_本文抜粋_.
☆ ☆ ☆ ☆ ☆
環境に優しい生体分解の電子回路の時代がやってきた


~体の中で溶けてしまうことは驚き、原料は砂糖きび、芋など多彩~

2015/6/26

 「折り曲げられるフレキシブルプリント回路は、今やスマートフォンの世界で大活躍している。何しろ半導体や電子部品などを実装する面積は非常に限られており、薄くて折り曲げられる電子回路基板がどうしても必要になる。このおかげで我が社の製品は、爆発的に伸びている。しかして問題は、現状のフレキシブルプリント回路の材料はほとんどがプラスチックであり、環境に優しくない」

 こう語るのは、日本メクトロンにあって執行役員を務める松本博文氏である。日本メクトロンは電子回路基板で世界チャンピオンの座にあり、3000億円の売り上げを誇っている。ちなみに、これを追いかけているのが韓国のYoung Poong Groupであり、台湾のUnimicron
も3位につけている。
☆ ☆ ☆ ☆ ☆
_データ一覧_.
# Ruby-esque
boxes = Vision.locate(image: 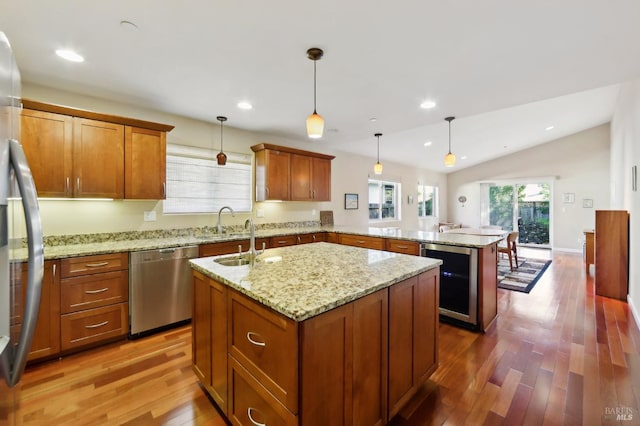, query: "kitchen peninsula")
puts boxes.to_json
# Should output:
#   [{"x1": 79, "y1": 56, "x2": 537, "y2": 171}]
[{"x1": 190, "y1": 242, "x2": 442, "y2": 425}]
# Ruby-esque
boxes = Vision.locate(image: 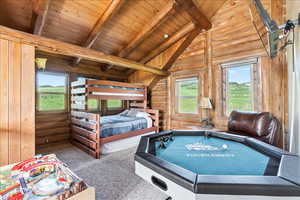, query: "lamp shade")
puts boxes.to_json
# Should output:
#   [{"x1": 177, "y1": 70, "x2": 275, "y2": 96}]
[{"x1": 200, "y1": 97, "x2": 213, "y2": 109}]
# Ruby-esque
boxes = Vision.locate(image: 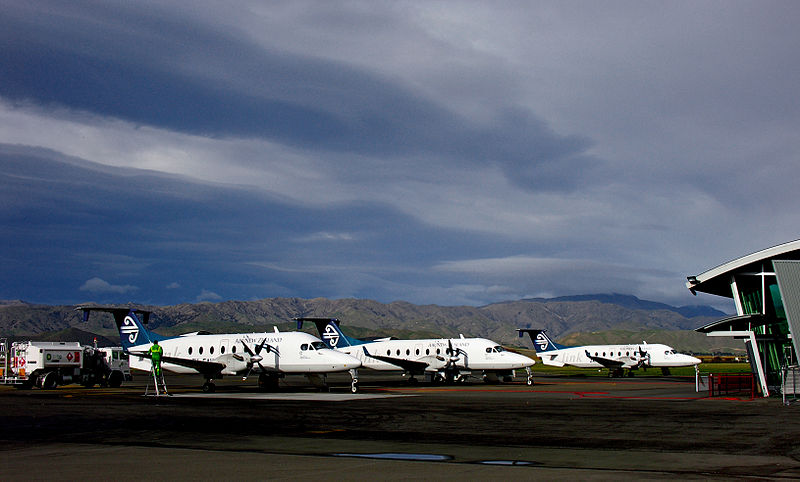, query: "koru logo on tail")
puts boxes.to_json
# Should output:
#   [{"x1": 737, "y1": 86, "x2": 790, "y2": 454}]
[
  {"x1": 536, "y1": 333, "x2": 550, "y2": 351},
  {"x1": 322, "y1": 325, "x2": 339, "y2": 348},
  {"x1": 119, "y1": 316, "x2": 139, "y2": 345}
]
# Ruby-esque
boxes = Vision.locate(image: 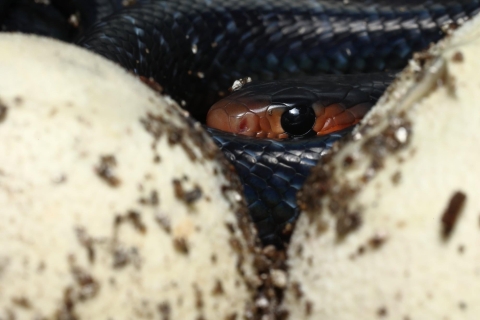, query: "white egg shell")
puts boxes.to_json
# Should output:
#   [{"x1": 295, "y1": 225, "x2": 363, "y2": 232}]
[
  {"x1": 284, "y1": 12, "x2": 480, "y2": 320},
  {"x1": 0, "y1": 34, "x2": 258, "y2": 320}
]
☆ ☆ ☆ ☆ ☆
_課題_. 生分解性の電子回路を扱った記事を、「3位につけている。」で終わる文の次から書き進めてもらえますか？ データはこの作業には関係しません。

_解答_.
性能抜群のSNF

日本メクトロン 執行役員 松本博文氏
日本メクトロン 執行役員 松本博文氏
 松本氏の言うことは誠にもっともだ。フレキシブルプリント回路の原材料は、石油から作るポリイミド、PEN、PET、LCPなどのプラスチックであり、生分解しにくい。つまりは、土の中に埋めても、そのまま残ってしまう。そこでメクトロンが大阪大学の能木研と共同開発したセルロースナノファイバー(SNF)が登場することになる。これは15nm径という超微細な原材料であり、麦わら、砂糖きび、芋、わかめ、麻などを原材料にし、そこから抽出した成分をフィルム化するということだ。もちろん、木材も使えるわけであり、原料は多彩で、しかも低価格が望めるのだ。

 「SNFは一種の透明な紙状のものであるが、これまでの概念をすべて変えてしまう。熱伝導率はPETの約5倍、吸収率も低く界面親和性も高い。また強度についてはアラミドとほぼ同じであり、要するに防弾チョッキ並みに強い。しかも熱分解温度は280℃であり、高耐熱性も持つ」(松本氏)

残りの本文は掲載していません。